— Begin ITEMS —
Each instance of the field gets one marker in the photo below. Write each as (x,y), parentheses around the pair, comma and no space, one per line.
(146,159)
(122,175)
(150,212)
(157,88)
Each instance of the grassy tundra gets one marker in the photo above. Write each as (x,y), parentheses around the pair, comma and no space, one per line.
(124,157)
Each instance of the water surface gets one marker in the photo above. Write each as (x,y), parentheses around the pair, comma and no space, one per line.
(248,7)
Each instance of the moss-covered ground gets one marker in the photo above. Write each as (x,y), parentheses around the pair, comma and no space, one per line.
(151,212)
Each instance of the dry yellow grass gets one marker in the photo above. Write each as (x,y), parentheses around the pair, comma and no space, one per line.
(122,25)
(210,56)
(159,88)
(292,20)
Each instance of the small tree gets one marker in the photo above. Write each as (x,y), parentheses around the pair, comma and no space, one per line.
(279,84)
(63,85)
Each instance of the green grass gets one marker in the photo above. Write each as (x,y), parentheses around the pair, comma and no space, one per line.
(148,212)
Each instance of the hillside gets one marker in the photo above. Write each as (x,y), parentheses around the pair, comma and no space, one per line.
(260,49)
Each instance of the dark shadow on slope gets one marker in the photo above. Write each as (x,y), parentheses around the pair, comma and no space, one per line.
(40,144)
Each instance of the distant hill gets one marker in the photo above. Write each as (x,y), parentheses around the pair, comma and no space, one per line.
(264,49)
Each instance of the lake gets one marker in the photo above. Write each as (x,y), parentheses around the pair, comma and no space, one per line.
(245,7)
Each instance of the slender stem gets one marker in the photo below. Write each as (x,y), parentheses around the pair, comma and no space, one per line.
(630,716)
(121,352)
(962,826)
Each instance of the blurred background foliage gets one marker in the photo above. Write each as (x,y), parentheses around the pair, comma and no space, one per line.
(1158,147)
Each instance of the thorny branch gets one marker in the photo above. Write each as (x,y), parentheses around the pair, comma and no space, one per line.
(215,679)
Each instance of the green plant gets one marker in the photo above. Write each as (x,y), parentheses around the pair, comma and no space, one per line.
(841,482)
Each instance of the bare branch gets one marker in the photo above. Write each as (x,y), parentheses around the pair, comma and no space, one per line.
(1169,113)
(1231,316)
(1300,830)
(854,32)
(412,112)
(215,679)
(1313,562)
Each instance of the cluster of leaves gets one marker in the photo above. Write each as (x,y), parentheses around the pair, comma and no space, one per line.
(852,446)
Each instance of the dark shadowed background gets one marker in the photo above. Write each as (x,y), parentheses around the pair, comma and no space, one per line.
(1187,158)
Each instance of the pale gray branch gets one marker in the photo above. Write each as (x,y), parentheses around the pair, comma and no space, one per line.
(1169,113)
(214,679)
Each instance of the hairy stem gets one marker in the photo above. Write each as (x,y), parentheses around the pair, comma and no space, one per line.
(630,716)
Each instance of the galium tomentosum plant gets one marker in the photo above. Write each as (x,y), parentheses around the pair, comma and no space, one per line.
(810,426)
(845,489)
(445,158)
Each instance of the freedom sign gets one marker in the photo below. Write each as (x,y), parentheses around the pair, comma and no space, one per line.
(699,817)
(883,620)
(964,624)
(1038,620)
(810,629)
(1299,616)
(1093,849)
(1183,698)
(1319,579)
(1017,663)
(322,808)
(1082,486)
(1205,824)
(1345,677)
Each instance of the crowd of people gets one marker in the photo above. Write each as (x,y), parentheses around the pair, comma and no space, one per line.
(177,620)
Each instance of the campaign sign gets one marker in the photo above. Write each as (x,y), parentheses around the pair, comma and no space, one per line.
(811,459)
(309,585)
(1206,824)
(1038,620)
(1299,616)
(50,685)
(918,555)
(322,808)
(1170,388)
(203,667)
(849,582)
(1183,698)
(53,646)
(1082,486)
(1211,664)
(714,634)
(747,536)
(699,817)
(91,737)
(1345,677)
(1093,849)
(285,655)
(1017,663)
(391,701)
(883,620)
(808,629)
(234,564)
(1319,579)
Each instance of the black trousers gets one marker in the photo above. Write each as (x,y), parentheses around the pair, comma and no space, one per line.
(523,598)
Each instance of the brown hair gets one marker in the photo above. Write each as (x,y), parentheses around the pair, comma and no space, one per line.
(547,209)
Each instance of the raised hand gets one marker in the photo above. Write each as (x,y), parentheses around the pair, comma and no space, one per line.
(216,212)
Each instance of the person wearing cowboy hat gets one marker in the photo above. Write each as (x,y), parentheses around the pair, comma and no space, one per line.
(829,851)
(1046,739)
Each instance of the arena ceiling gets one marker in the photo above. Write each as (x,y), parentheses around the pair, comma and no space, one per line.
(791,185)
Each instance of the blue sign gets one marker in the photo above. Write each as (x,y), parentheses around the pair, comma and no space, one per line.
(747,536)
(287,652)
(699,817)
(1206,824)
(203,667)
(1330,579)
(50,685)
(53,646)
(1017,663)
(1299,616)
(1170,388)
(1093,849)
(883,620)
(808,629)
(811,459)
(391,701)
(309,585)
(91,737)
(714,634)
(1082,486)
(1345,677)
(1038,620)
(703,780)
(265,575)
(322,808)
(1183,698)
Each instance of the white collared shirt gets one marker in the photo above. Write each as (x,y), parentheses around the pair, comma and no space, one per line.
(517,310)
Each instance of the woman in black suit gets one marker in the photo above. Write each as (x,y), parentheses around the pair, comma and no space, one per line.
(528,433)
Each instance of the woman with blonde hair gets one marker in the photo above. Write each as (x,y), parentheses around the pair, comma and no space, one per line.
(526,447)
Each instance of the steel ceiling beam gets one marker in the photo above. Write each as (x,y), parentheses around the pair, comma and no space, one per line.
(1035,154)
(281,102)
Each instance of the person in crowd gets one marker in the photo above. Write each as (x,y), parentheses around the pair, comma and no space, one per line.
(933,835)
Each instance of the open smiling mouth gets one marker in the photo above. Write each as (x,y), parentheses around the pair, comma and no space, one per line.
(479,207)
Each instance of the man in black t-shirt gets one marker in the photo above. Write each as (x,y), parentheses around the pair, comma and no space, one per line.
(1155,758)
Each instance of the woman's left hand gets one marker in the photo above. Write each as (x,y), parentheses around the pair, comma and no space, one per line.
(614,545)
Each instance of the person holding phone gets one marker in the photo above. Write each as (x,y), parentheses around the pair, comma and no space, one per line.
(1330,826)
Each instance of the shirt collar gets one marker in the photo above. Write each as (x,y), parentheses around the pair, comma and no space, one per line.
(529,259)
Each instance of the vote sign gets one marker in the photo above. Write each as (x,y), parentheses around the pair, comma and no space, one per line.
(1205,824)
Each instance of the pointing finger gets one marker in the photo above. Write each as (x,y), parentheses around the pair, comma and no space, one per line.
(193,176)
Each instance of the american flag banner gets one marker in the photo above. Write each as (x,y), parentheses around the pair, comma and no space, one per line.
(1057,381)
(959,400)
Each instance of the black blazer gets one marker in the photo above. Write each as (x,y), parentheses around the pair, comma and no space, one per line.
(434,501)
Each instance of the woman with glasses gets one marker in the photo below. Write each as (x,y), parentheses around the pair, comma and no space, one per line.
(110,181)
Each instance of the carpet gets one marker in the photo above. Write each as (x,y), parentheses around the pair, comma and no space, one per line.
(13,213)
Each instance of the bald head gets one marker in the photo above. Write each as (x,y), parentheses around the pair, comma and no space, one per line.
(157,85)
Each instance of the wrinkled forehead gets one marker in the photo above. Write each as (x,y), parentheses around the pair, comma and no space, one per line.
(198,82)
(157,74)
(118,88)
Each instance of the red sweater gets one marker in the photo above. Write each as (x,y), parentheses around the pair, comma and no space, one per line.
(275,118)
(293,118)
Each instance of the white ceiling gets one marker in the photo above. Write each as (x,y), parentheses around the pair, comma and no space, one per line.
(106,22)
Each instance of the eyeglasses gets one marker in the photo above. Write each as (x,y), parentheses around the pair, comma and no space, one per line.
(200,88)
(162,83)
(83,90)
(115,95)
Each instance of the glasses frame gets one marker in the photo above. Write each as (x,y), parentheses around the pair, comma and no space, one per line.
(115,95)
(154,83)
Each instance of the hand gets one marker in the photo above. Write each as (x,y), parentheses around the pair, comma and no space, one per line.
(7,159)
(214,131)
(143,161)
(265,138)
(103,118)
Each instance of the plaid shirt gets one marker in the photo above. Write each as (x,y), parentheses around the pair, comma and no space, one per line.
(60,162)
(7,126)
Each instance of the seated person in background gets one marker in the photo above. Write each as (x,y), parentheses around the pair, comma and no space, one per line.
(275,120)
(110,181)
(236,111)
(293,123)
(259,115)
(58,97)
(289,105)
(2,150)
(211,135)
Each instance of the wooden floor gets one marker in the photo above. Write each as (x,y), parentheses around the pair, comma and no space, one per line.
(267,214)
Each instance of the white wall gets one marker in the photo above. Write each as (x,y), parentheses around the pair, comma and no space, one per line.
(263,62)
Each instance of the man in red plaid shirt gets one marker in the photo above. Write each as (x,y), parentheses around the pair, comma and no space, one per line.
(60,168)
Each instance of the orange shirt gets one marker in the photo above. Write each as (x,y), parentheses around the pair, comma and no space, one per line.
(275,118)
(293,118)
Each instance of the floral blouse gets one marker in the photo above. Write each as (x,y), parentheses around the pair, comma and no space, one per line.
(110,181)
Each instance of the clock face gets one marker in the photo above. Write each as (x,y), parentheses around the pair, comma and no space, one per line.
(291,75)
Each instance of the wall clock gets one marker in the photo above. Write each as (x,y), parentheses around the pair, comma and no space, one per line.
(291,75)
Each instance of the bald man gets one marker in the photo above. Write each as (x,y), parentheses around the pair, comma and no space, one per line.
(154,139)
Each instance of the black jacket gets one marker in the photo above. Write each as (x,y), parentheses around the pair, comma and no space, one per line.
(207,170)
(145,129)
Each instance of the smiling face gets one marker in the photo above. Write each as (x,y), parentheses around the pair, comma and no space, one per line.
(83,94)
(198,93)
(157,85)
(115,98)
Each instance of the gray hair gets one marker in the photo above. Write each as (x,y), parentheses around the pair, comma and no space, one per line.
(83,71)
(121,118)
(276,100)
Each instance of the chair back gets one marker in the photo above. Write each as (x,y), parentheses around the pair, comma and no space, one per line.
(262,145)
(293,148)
— End ITEMS —
■ **SHORT TASK**
Give back, exactly as written, the lines from the one with "Each instance of the clock" to the last line.

■ **EXERCISE SOLUTION**
Each instance of the clock face gets one marker in the photo above. Write each as (x,y), parentheses around the pair, comma and no space, one per line.
(291,75)
Each instance of the wall clock gets one marker in the photo above. Write each as (x,y), parentheses around the pair, comma and no space, one per line.
(291,75)
Each instance of the bald man gets one marker in the photo above. Write each as (x,y), parentheses around the pair, comma and no space, one per line.
(154,139)
Each instance of the black jacket gets one marker in the photo above. Write each as (x,y), parentheses around the pair, comma and no space, one per line.
(207,170)
(145,129)
Each instance of the smiling face gets one marker in the photo above. Write each as (x,y), parentheses around the pair, comma and no space, one per line.
(83,94)
(198,93)
(157,85)
(115,98)
Each instance of the gray hair gets one marker in the photo above. Write each as (x,y), parentheses around the pair, comma and no space, one per line.
(83,71)
(121,118)
(276,100)
Each instance of the chair back gets one marker in the photo above. Write each as (x,y), parentheses around the pair, comma and no space, one per line.
(262,145)
(293,148)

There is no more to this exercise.